## Problem requirements
Write the entries out exactly, with the final line being the one containing "Query: coiled red rope".
####
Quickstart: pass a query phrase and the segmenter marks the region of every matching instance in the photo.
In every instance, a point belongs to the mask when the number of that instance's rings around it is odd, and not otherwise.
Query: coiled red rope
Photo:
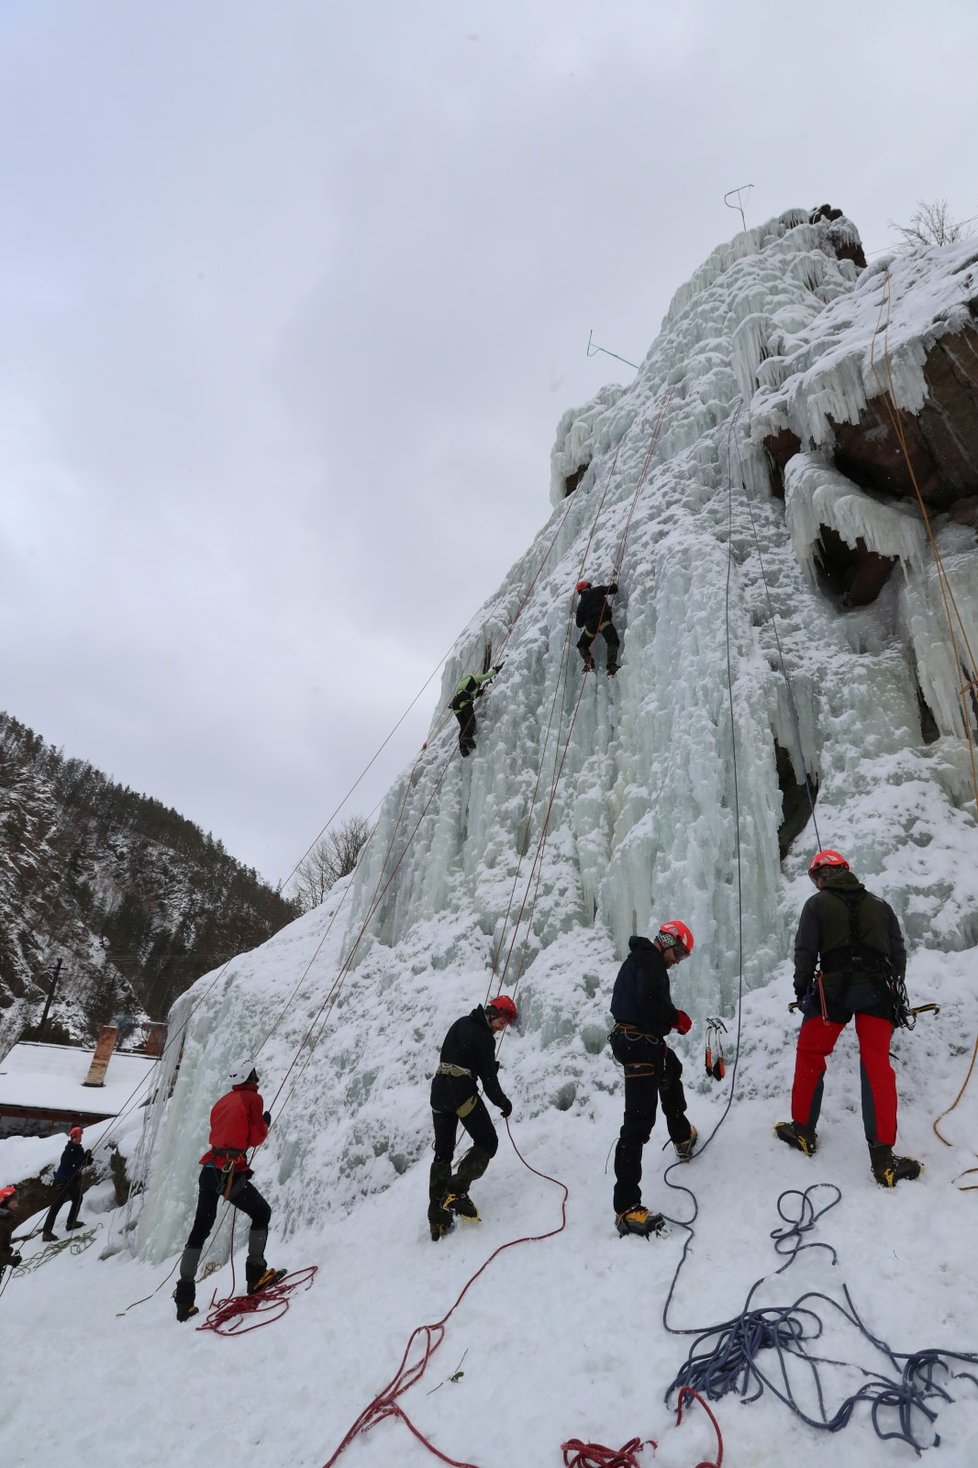
[[[268,1285],[254,1295],[229,1295],[227,1299],[219,1300],[215,1290],[207,1319],[197,1329],[212,1330],[215,1335],[236,1336],[261,1330],[263,1325],[272,1325],[288,1311],[289,1296],[294,1290],[312,1289],[318,1269],[318,1264],[310,1264],[308,1269],[296,1269],[277,1284]],[[264,1318],[256,1319],[256,1316]],[[249,1317],[251,1324],[246,1325],[245,1320]]]
[[[687,1400],[699,1402],[703,1411],[713,1423],[713,1431],[717,1435],[717,1455],[715,1460],[707,1462],[705,1459],[696,1464],[696,1468],[721,1468],[723,1463],[723,1437],[720,1432],[720,1424],[717,1422],[709,1406],[694,1391],[691,1386],[681,1387],[679,1390],[679,1403],[676,1407],[676,1426],[679,1427],[683,1420],[683,1406]],[[646,1438],[645,1442],[653,1451],[658,1447],[652,1438]],[[628,1440],[624,1447],[617,1451],[614,1448],[606,1448],[601,1443],[585,1443],[580,1438],[572,1437],[568,1442],[561,1443],[560,1450],[564,1455],[564,1468],[640,1468],[637,1454],[641,1452],[643,1440],[633,1437]]]

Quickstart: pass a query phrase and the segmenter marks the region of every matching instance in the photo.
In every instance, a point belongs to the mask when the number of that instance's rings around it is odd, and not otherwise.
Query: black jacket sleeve
[[[809,897],[798,919],[795,934],[795,993],[803,994],[815,977],[818,968],[819,947],[822,942],[822,925],[818,920],[818,896]]]
[[[476,1074],[482,1082],[482,1089],[494,1106],[502,1106],[506,1101],[506,1095],[499,1084],[496,1046],[491,1030],[487,1035],[479,1035],[478,1055]]]
[[[879,899],[882,902],[882,898]],[[893,965],[893,977],[903,979],[907,972],[907,945],[903,941],[903,933],[900,931],[900,922],[896,913],[888,902],[883,902],[886,910],[886,936],[890,941],[890,963]]]

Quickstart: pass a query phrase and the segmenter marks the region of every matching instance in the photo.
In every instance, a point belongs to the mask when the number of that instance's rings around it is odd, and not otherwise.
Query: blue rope
[[[835,1197],[826,1203],[824,1208],[820,1208],[817,1213],[811,1199],[811,1195],[816,1188],[831,1188],[835,1194]],[[785,1212],[784,1204],[786,1198],[798,1198],[800,1200],[797,1223],[792,1222]],[[788,1224],[788,1227],[772,1229],[771,1238],[774,1240],[776,1253],[780,1254],[782,1258],[786,1254],[788,1257],[785,1259],[781,1268],[776,1270],[775,1273],[783,1274],[790,1264],[794,1264],[803,1249],[828,1249],[832,1255],[832,1263],[837,1264],[839,1262],[839,1256],[831,1244],[819,1243],[818,1240],[810,1244],[803,1244],[801,1237],[802,1234],[806,1234],[810,1229],[813,1229],[822,1215],[828,1213],[830,1208],[834,1208],[836,1203],[841,1201],[841,1198],[842,1190],[841,1188],[837,1188],[835,1183],[812,1183],[811,1187],[806,1188],[803,1193],[799,1192],[797,1188],[788,1188],[781,1194],[778,1199],[778,1212],[785,1223]]]

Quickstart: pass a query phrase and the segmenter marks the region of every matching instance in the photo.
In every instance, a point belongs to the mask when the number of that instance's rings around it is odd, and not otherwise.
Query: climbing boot
[[[446,1191],[454,1193],[456,1198],[464,1198],[472,1184],[478,1182],[491,1161],[492,1153],[488,1152],[485,1147],[480,1147],[476,1142],[459,1161]]]
[[[58,1237],[58,1234],[53,1234],[49,1228],[46,1228],[41,1235],[41,1238],[46,1244],[56,1244],[58,1242]]]
[[[613,678],[617,672],[618,672],[618,664],[617,663],[609,663],[608,664],[608,677],[609,678]]]
[[[177,1287],[173,1291],[173,1298],[177,1307],[177,1319],[189,1320],[192,1315],[197,1315],[198,1309],[194,1304],[197,1291],[192,1279],[178,1279]]]
[[[660,1233],[665,1222],[661,1213],[650,1213],[641,1204],[635,1208],[626,1208],[624,1213],[615,1214],[615,1227],[622,1238],[626,1234],[638,1234],[647,1239],[650,1234]]]
[[[794,1147],[796,1152],[804,1152],[806,1157],[814,1157],[818,1150],[815,1128],[802,1126],[799,1121],[779,1121],[774,1128],[774,1135],[780,1137],[782,1142],[787,1142],[789,1147]]]
[[[447,1194],[442,1207],[447,1208],[450,1213],[457,1213],[461,1218],[471,1218],[479,1221],[479,1210],[472,1202],[468,1193]]]
[[[431,1242],[437,1244],[446,1234],[450,1234],[455,1227],[455,1220],[450,1213],[444,1213],[436,1218],[429,1216],[428,1227],[431,1230]]]
[[[594,658],[585,658],[584,659],[584,671],[585,671],[585,673],[593,673],[594,672]]]
[[[66,1223],[65,1224],[65,1228],[66,1229],[68,1229],[68,1228],[84,1228],[84,1227],[85,1227],[85,1223],[84,1223],[84,1220],[81,1219],[81,1218],[76,1218],[75,1221],[74,1221],[74,1223]]]
[[[686,1138],[685,1142],[673,1142],[673,1146],[676,1149],[676,1156],[679,1158],[680,1162],[688,1162],[689,1159],[692,1157],[693,1148],[696,1146],[696,1138],[698,1136],[699,1132],[693,1126],[692,1122],[690,1122],[689,1136]]]
[[[270,1284],[282,1279],[286,1271],[284,1269],[269,1269],[264,1259],[252,1263],[250,1259],[245,1261],[245,1282],[248,1286],[249,1295],[256,1295],[259,1290],[266,1290]]]
[[[893,1148],[884,1142],[870,1142],[869,1165],[881,1188],[895,1188],[897,1183],[912,1182],[920,1176],[920,1163],[915,1158],[894,1157]]]

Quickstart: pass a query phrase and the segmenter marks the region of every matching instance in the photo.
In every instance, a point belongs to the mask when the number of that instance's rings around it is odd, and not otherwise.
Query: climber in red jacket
####
## Result of the exercise
Quickstart: pass a query phrase and the segmenter marks the region of every matching instance in the photo.
In every instance, a point belongs to the mask when the number of that instance's rings around it is odd, and not otherwise.
Query: coiled red rope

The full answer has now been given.